» **WORK REQUIRED**
For the entries below, work out how many lines contain the string "shoulder" and write only the number.
═════ PROVIDED MATERIAL ═════
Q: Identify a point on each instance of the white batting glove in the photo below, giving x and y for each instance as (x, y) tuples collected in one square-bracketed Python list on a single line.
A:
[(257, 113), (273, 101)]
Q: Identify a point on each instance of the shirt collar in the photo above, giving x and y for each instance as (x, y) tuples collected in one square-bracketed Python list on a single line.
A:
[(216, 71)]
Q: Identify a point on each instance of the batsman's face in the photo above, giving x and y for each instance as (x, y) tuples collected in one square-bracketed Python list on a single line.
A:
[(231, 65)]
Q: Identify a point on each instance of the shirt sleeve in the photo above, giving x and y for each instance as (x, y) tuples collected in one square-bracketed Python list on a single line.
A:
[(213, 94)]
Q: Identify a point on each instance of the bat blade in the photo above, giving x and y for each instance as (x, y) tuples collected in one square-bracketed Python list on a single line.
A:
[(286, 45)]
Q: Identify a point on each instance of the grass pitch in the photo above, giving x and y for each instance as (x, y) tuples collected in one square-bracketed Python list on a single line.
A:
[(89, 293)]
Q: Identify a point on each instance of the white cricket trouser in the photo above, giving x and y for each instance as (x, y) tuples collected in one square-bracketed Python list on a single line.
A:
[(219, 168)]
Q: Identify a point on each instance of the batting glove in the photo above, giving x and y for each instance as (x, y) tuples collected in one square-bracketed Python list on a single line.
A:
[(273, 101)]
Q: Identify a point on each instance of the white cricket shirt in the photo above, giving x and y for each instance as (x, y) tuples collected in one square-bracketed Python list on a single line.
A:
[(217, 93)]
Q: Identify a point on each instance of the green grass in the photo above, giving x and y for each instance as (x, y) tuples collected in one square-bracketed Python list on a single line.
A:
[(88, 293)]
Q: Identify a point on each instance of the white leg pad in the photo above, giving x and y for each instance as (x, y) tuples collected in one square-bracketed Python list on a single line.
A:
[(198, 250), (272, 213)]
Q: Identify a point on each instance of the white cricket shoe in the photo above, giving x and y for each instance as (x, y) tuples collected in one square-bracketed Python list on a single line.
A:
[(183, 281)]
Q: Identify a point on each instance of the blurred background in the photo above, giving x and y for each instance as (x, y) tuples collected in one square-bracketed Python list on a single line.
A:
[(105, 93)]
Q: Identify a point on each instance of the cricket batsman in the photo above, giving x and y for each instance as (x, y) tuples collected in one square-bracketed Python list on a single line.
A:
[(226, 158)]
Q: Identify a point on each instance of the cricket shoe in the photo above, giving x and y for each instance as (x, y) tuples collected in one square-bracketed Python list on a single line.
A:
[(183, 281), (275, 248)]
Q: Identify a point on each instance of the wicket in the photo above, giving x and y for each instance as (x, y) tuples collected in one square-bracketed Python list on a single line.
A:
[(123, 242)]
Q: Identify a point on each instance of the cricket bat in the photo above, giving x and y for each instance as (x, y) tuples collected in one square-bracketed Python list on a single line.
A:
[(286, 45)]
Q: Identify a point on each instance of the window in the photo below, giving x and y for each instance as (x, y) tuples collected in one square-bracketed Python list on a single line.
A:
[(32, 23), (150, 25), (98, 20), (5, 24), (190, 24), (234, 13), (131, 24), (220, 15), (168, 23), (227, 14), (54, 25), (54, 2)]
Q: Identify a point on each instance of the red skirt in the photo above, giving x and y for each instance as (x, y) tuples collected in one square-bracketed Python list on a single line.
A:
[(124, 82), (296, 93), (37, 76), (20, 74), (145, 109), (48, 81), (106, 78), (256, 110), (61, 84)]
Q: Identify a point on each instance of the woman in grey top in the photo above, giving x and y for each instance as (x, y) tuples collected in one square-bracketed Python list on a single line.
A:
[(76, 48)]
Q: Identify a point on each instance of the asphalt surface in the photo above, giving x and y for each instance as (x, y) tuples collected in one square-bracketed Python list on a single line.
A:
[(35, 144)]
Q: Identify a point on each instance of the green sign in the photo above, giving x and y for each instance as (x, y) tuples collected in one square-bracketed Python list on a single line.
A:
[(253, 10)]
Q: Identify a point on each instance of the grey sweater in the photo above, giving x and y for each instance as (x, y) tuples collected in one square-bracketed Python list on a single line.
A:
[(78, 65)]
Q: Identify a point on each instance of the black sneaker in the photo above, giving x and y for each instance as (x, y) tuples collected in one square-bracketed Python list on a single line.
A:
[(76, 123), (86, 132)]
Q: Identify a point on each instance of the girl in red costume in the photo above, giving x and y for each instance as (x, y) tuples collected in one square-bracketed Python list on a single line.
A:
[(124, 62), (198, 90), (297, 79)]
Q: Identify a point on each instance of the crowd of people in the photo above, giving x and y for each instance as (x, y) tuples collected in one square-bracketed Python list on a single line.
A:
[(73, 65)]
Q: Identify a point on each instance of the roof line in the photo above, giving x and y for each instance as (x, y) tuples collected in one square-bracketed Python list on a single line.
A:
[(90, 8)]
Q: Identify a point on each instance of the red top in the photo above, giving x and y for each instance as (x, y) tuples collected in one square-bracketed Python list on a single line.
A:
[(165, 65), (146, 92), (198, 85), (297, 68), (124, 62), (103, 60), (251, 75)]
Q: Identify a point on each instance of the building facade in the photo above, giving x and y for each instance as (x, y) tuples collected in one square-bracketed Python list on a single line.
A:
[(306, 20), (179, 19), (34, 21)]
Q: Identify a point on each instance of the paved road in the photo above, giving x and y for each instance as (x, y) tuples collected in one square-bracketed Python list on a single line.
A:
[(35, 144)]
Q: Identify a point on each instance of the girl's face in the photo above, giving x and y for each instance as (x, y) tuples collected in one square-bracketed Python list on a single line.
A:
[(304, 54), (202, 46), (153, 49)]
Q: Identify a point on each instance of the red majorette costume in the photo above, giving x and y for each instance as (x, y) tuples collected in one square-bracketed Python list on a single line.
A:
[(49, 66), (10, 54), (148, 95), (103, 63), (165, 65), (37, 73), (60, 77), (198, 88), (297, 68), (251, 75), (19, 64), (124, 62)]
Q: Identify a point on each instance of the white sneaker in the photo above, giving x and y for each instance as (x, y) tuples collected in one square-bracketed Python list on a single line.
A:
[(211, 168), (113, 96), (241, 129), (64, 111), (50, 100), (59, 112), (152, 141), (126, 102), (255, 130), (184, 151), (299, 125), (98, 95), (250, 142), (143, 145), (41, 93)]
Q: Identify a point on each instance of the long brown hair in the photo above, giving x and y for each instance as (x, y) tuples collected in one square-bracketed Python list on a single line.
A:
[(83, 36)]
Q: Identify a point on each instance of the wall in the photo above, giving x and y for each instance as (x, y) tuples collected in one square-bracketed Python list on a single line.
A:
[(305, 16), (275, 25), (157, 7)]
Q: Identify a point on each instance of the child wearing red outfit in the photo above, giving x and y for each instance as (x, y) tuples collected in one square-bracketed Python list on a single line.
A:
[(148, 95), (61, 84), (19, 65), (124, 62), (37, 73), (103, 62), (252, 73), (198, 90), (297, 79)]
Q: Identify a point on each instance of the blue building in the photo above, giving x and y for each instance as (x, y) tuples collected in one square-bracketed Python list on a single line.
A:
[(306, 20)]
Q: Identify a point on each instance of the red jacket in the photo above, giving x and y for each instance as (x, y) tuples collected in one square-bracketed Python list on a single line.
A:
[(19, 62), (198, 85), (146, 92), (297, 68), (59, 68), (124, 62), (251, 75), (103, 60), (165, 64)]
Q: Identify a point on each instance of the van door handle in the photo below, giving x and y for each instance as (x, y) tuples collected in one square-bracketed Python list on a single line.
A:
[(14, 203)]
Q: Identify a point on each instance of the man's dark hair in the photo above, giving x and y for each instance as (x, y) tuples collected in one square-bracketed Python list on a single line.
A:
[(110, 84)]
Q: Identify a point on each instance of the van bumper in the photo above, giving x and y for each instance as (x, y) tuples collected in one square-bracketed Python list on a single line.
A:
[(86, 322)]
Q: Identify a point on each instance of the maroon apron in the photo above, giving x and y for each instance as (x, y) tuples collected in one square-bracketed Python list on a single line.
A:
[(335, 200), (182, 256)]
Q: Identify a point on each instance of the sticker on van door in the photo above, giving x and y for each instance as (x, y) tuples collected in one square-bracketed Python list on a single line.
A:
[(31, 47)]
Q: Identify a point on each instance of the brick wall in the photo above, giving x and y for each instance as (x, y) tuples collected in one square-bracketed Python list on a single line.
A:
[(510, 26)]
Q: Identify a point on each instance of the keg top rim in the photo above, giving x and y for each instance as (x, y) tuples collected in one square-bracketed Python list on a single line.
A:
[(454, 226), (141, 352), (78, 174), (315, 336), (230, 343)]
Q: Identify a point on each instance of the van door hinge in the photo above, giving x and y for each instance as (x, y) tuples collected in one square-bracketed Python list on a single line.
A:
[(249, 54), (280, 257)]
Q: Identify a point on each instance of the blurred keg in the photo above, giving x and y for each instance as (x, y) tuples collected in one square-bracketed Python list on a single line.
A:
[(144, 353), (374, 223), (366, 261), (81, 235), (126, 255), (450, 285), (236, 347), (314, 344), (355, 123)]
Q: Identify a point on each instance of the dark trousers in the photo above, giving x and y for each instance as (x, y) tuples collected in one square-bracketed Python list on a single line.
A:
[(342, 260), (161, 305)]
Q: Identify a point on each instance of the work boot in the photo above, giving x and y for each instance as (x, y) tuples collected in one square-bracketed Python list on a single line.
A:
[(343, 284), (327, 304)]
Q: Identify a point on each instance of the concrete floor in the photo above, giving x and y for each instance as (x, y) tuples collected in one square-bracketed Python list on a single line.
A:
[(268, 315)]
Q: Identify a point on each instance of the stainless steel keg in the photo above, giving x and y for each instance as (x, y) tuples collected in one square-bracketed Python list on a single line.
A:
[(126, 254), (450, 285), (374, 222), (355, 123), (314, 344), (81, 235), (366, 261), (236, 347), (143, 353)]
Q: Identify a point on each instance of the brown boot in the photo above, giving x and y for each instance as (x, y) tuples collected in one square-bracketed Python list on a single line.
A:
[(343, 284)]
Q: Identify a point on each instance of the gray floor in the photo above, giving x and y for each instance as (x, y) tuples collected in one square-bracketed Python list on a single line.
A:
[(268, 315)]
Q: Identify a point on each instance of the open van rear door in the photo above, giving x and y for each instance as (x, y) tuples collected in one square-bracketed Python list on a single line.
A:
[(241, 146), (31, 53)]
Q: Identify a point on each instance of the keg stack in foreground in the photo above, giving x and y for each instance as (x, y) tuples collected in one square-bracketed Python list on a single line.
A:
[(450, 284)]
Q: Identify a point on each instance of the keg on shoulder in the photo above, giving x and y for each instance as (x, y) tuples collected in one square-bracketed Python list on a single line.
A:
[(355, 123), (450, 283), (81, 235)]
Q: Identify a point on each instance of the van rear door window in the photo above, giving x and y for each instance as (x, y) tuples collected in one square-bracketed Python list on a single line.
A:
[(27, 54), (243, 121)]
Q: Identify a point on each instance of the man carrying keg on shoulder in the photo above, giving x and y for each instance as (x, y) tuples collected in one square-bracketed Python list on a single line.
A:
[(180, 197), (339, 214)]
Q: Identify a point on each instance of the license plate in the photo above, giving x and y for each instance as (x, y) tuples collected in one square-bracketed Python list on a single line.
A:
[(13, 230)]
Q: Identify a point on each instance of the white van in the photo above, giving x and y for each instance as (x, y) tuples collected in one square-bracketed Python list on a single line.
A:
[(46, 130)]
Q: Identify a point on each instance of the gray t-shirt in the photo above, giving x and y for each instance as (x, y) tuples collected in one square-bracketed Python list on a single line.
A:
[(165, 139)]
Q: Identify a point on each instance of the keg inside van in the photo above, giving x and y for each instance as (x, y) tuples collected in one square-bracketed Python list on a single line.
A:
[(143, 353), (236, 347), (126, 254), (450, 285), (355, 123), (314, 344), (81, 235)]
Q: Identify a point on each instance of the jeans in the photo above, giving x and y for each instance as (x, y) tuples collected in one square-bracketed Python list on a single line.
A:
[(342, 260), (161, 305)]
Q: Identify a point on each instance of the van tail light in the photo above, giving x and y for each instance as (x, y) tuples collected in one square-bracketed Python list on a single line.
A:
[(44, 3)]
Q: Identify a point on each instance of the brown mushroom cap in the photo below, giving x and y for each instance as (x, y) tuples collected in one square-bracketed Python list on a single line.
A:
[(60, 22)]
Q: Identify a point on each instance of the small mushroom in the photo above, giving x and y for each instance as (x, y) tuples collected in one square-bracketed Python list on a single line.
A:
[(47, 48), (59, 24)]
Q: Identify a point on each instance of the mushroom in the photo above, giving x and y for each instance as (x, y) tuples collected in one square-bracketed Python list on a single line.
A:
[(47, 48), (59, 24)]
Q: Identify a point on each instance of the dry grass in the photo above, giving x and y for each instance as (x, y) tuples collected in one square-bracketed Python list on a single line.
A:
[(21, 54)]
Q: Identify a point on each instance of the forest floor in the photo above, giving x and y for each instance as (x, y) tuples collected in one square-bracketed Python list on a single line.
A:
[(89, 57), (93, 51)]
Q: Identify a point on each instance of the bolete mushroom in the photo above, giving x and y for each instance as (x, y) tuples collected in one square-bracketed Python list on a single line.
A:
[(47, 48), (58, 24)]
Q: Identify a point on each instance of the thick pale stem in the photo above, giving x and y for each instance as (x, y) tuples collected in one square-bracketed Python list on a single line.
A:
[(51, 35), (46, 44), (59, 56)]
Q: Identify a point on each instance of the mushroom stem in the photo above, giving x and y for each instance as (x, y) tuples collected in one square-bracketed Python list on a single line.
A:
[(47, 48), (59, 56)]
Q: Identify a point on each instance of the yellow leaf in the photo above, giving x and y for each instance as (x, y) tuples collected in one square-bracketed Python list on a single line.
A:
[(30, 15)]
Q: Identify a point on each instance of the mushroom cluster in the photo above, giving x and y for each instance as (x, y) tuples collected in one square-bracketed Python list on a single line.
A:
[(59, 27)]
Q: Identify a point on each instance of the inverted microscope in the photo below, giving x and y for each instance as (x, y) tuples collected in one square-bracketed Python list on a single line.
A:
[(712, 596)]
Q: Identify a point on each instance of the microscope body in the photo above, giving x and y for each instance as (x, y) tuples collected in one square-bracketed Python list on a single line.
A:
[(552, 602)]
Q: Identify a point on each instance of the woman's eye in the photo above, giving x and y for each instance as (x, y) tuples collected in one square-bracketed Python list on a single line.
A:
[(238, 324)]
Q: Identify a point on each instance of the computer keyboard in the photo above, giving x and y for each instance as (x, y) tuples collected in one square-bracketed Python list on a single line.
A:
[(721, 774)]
═════
» **OUTPUT FOR THIS EXERCISE**
2